[Labeled-object pointing rows]

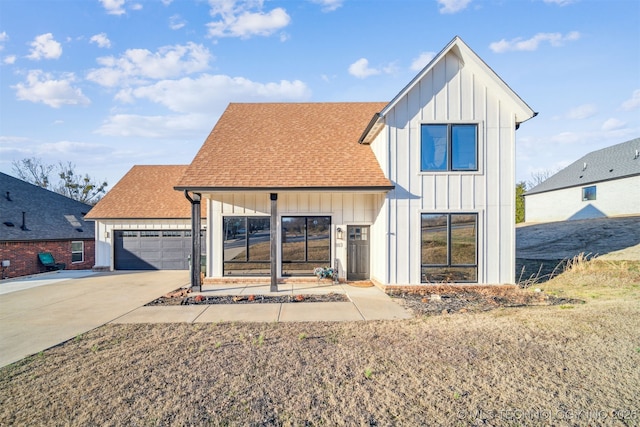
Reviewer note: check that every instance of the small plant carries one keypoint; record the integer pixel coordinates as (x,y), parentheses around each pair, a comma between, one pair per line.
(260,340)
(368,373)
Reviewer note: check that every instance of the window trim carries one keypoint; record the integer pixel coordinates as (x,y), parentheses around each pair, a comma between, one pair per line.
(449,169)
(449,257)
(81,251)
(247,246)
(586,197)
(306,259)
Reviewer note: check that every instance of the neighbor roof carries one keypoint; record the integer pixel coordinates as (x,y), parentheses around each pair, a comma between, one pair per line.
(145,192)
(47,215)
(288,146)
(615,162)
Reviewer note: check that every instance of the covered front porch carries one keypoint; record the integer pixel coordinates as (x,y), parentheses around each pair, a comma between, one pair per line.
(279,238)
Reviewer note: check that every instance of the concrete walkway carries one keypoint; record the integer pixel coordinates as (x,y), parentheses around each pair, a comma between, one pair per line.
(45,310)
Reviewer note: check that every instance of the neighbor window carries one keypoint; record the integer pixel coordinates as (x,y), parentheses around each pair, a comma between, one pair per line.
(306,244)
(449,147)
(77,251)
(449,247)
(588,193)
(247,245)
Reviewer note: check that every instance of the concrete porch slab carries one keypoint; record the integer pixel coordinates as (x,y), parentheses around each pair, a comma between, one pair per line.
(170,314)
(319,312)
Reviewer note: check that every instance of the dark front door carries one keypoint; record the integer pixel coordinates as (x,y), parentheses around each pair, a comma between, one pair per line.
(358,252)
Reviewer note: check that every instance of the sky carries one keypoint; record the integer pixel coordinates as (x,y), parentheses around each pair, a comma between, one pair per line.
(108,84)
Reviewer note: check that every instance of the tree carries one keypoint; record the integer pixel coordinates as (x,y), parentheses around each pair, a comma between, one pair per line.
(71,184)
(33,171)
(521,188)
(538,178)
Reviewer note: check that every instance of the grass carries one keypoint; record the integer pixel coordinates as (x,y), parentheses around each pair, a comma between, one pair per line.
(596,279)
(521,366)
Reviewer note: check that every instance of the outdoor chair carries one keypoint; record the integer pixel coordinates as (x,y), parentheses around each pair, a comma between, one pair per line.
(50,264)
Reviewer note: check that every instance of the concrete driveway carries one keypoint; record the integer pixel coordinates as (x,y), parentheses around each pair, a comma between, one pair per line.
(36,318)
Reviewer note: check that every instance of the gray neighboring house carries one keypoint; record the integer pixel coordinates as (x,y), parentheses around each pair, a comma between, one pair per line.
(602,183)
(35,220)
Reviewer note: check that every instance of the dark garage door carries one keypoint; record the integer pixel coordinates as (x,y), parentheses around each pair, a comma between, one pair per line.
(152,249)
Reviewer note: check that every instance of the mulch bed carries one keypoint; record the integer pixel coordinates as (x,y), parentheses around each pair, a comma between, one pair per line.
(436,300)
(181,297)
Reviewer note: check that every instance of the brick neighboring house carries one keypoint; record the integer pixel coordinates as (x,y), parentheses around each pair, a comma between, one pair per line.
(34,220)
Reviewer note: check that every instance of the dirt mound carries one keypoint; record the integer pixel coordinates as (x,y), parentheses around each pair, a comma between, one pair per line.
(613,238)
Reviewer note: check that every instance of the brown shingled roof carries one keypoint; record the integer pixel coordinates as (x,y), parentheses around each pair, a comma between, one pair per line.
(288,146)
(145,192)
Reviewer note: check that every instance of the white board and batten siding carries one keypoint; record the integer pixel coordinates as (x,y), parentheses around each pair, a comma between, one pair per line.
(343,208)
(452,92)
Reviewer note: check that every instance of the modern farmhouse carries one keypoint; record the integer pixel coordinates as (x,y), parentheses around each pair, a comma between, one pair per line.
(416,190)
(602,183)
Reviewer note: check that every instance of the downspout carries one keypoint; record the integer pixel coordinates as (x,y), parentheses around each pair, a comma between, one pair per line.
(196,244)
(274,242)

**Set exercise:**
Turn all the rows above into a numbered list with no blank lines, and leave the pictures out of the result.

**Output for this exercise:**
1. Reviewer note: check that every instance of the small plant carries one keypoint; record the integer pixel coordinates as (x,y), parentheses around each pair, a comma between, one pair per line.
2. (260,340)
3. (368,373)
4. Reviewer note: check that every instance of the window trim carries one keypoint; record the integer pixel coordinates as (x,y), parentheses around each pair, a comma between, one pair per line.
5. (449,169)
6. (449,257)
7. (81,251)
8. (247,246)
9. (586,197)
10. (306,259)
11. Reviewer note: check that every instance of the neighbor roof carries one keypoint; record the integer pixel coordinates as (x,y), parentheses around each pair, a comma between, one pair per line.
12. (145,192)
13. (47,215)
14. (288,146)
15. (615,162)
16. Reviewer note: check that every instance of the covered front porch carries one keypoint; record the integer pixel coordinates as (x,y), parentheses around each pair, a comma between, one pair per line.
17. (279,238)
18. Reviewer note: check that every instance of the concrete walkway carries one keypoint; record the integer pixel coordinates as (x,y), parentheses around each pair, a comma between, one pair per line.
19. (45,310)
20. Reviewer note: check that every instance of the neighbor window carries one keypoint; record the integer pixel coordinates as (x,y), parentheses around each pair, a comma between, one pair per line.
21. (306,244)
22. (449,147)
23. (77,251)
24. (449,247)
25. (588,193)
26. (247,245)
27. Reviewer note: check that every instance of the concrete porch slab carries one keypoint; record the integer pixel coordinates as (x,y), parentheses around each pair, a comma between, one pair per line.
28. (170,314)
29. (319,312)
30. Reviewer note: check that every instance of the dark front door carries one keypoint; record the integer pixel coordinates as (x,y), parentheses around each pair, a comma between, one pair per line.
31. (358,252)
32. Reviewer note: check that every instance of the sky carries one keypoint; record the integer pixel coordinates as (x,y), parentheses around each pair, a comma between, one pair per line.
33. (108,84)
34. Reviewer note: check that every instance of the tree carries one keypoint; record the integer pixel coordinates as (x,y), parentheses around each pair, a comma between, one pair per line.
35. (71,184)
36. (33,171)
37. (521,188)
38. (538,178)
39. Reviewer note: check that every instance of the grass carries one keypoint; record the integer pixel coordinates as (x,y), parentheses around each pair, a comma between, one pair per line.
40. (596,279)
41. (521,366)
42. Reviewer note: check that every instance of the outdoor chair carries one keypoint; record the integer pixel coordinates as (x,y), parentheses around each pair, a comma between, one pair per line.
43. (50,264)
44. Reviewer note: check that every instance of the concrete driveway carries one keypoint; record the integer pixel coordinates as (x,y), parentheses around each pair, a comma between, one pair per line.
45. (36,318)
46. Reviewer note: check that every instance of the gray neighboring house carries one keypoint; record the integer pixel coordinates as (x,y), parentheses around each pair, a comma between, one pair per line.
47. (602,183)
48. (35,220)
49. Reviewer note: check that every instance of the dark garage door carries one keypoint; record the integer pixel coordinates as (x,y), parentheses around each pair, a comma between, one pair per line.
50. (152,249)
51. Reviewer note: check that every instance of the mulch bed carries one keypoint; record the integer pixel coordinates as (x,y), parentheses around each pair, a comma between, one pair per line.
52. (436,300)
53. (181,297)
54. Reviewer note: check that every instance of the brick neighboring house carries one keypoint; record the integer pixel coordinates as (x,y), parentheses around each pair, a comma between, one pair per line.
55. (34,220)
56. Reviewer note: check that every instance of the dirt mound carries one keypoint; record the integer pixel coordinates as (x,y), parentheses around each pair, a comma between, one pair per line.
57. (613,238)
58. Reviewer note: check that every instance of the brown shingled roof carries one keypoint; record the integer pixel coordinates as (x,y), parentheses around each pair, a comma between, one pair per line.
59. (288,146)
60. (145,192)
61. Reviewer note: check that every instance of the white board and batten siding carries one keypoint; record the integer pixel coordinates as (x,y), parentheses around each pair, a comma between, one pair per line.
62. (343,208)
63. (452,92)
64. Reviewer note: check that every instance of the modern farmhouse carries one keypoint; record the integer pixel coordinates as (x,y), parentheses around each pair, a comma between, one pair per line.
65. (416,190)
66. (602,183)
67. Reviewer note: check that every instance of the downspout carries one keypoint; record the integer pixel coordinates as (x,y), parentheses around each pair, a comma between, one pair per line.
68. (196,244)
69. (274,242)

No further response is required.